Dataset entries:
* begin *
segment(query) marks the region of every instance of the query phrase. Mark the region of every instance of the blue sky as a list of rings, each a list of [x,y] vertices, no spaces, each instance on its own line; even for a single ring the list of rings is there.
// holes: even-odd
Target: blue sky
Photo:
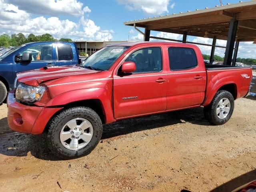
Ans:
[[[224,4],[237,0],[222,0]],[[0,0],[0,34],[22,32],[36,35],[48,33],[56,38],[74,40],[139,40],[142,36],[124,22],[160,15],[203,9],[220,5],[219,0]],[[180,39],[181,35],[153,32],[162,37]],[[189,37],[190,41],[211,44],[211,39]],[[226,41],[217,44],[225,46]],[[209,54],[210,47],[200,46]],[[238,56],[255,58],[252,42],[242,43]],[[223,56],[224,50],[217,48]]]

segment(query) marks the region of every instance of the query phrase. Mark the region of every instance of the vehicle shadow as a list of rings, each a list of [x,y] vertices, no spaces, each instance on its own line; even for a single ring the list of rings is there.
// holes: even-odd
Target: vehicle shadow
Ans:
[[[225,183],[211,192],[232,191],[241,186],[256,180],[256,170],[253,170]]]
[[[199,107],[129,119],[104,125],[102,139],[186,122],[210,125],[204,117],[203,111],[203,108]],[[25,156],[30,152],[40,159],[60,160],[47,148],[45,134],[32,135],[13,132],[8,128],[6,118],[0,120],[1,122],[6,130],[0,134],[0,154],[8,156]]]
[[[200,125],[210,125],[204,117],[203,108],[199,107],[128,119],[105,125],[102,139],[186,122]]]
[[[246,97],[245,97],[245,98],[246,99],[250,99],[252,100],[256,100],[256,96],[247,96]]]

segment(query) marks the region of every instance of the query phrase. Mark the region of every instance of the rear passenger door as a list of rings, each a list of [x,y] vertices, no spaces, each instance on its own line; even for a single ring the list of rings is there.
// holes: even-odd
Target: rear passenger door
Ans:
[[[168,48],[167,110],[200,105],[204,101],[206,72],[203,60],[196,57],[196,51],[200,52],[195,49],[188,45]]]
[[[129,75],[114,76],[115,118],[166,110],[167,75],[162,58],[160,47],[140,48],[129,54],[124,61],[134,62],[136,70]]]
[[[78,64],[75,48],[70,43],[62,42],[56,44],[57,61],[56,65],[70,65]]]

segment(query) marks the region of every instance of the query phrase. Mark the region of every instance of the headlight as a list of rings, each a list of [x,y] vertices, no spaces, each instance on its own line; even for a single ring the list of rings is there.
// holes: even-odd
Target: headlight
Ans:
[[[26,103],[34,103],[41,99],[45,90],[45,87],[34,87],[20,84],[15,92],[16,98]]]

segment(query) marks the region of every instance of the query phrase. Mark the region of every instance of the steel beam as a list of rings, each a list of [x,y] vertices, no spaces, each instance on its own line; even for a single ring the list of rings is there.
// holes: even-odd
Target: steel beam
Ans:
[[[230,20],[227,45],[226,48],[225,57],[224,57],[224,65],[231,65],[233,50],[235,44],[238,22],[238,21],[235,19],[231,19]]]
[[[144,41],[149,41],[150,37],[150,30],[148,30],[146,28],[145,28],[145,33],[144,33]]]
[[[236,45],[235,46],[235,51],[234,52],[234,56],[233,56],[233,62],[232,62],[232,65],[233,66],[236,66],[236,58],[237,57],[237,53],[238,51],[238,47],[239,46],[239,42],[236,42]]]
[[[211,51],[211,56],[210,58],[210,64],[212,64],[214,61],[214,52],[215,52],[215,47],[216,46],[216,40],[217,37],[214,36],[212,40],[212,51]]]
[[[187,36],[188,33],[186,31],[184,32],[183,33],[183,38],[182,39],[182,43],[186,43],[187,41]]]

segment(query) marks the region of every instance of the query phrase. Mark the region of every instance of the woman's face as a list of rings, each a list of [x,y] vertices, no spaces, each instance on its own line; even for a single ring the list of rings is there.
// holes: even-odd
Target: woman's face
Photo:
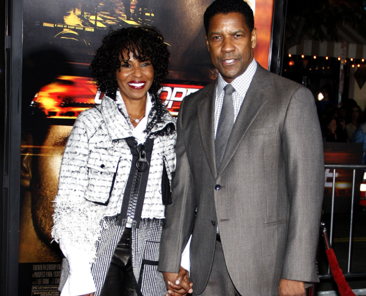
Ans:
[[[124,59],[128,57],[127,49],[125,49]],[[116,78],[124,100],[144,99],[152,83],[154,69],[151,62],[136,60],[130,51],[130,59],[126,63],[121,62],[120,69],[116,71]]]
[[[351,109],[351,117],[352,120],[356,120],[358,118],[360,112],[357,107],[354,107]]]
[[[331,133],[334,133],[335,130],[337,129],[337,122],[335,121],[335,119],[332,119],[332,121],[329,123],[329,124],[327,125],[327,127]]]

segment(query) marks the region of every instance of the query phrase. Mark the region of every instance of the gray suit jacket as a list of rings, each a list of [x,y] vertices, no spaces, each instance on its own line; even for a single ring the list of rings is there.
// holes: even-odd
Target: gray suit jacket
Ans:
[[[242,295],[277,295],[281,278],[318,281],[324,169],[311,93],[258,64],[217,170],[216,85],[181,105],[173,204],[166,208],[159,270],[179,271],[192,233],[190,277],[201,293],[218,223],[228,271]]]

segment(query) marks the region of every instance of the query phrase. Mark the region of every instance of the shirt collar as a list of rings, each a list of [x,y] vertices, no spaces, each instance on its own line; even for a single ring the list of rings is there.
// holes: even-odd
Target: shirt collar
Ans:
[[[235,89],[235,91],[238,93],[240,97],[243,98],[245,97],[247,91],[248,90],[248,87],[245,87],[245,82],[249,82],[249,83],[248,83],[247,82],[247,84],[248,85],[250,84],[251,80],[253,79],[253,76],[254,76],[256,70],[257,62],[255,61],[255,59],[253,58],[253,60],[248,66],[245,71],[236,77],[231,82],[231,84]],[[224,87],[226,86],[226,84],[228,84],[228,82],[224,80],[222,76],[219,73],[217,78],[216,96],[219,96],[221,92],[224,91]]]

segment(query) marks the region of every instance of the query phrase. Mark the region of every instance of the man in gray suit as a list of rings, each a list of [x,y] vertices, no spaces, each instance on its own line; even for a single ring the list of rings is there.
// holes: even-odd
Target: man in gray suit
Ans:
[[[314,99],[255,62],[257,32],[244,1],[215,1],[204,22],[219,74],[181,106],[159,270],[176,295],[191,235],[194,295],[304,295],[318,280],[324,188]]]

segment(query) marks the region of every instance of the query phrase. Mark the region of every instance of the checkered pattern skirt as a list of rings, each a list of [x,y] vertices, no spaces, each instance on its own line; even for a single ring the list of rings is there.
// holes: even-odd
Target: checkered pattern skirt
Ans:
[[[104,218],[105,223],[97,242],[97,258],[92,275],[99,296],[116,247],[124,228],[118,225],[118,216]],[[142,219],[140,227],[132,231],[132,266],[135,280],[136,296],[163,296],[166,293],[163,274],[158,271],[160,238],[164,220]],[[64,258],[59,290],[62,291],[69,275],[69,266]]]

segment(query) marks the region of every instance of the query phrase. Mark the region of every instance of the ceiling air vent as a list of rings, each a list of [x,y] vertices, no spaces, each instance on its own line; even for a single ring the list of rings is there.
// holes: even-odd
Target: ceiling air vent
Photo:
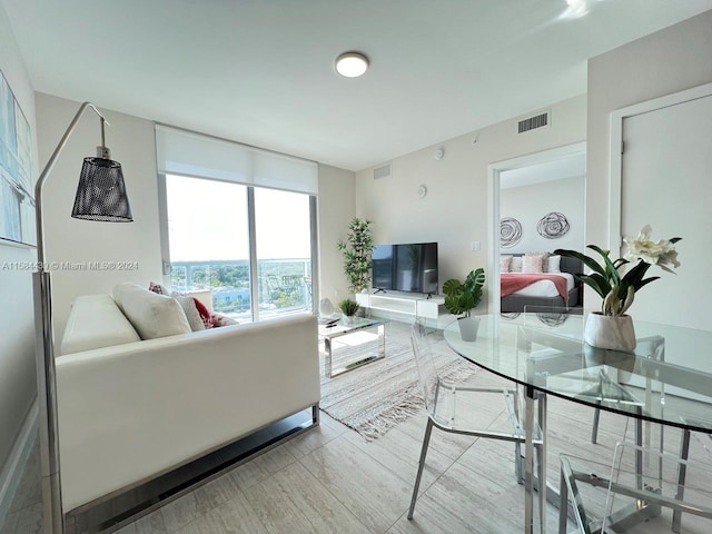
* end *
Directions for this task:
Filter the entries above down to every line that contains the word "woman". Case counts.

Complete answer:
segment(query) marks the region of every instance of the query phrase. Mark the region of every instance of the woman's face as a list of rings, each a list of [x,y] vertices, no spaces, each instance on its own line; even for a single ring the list of rings is there.
Target: woman's face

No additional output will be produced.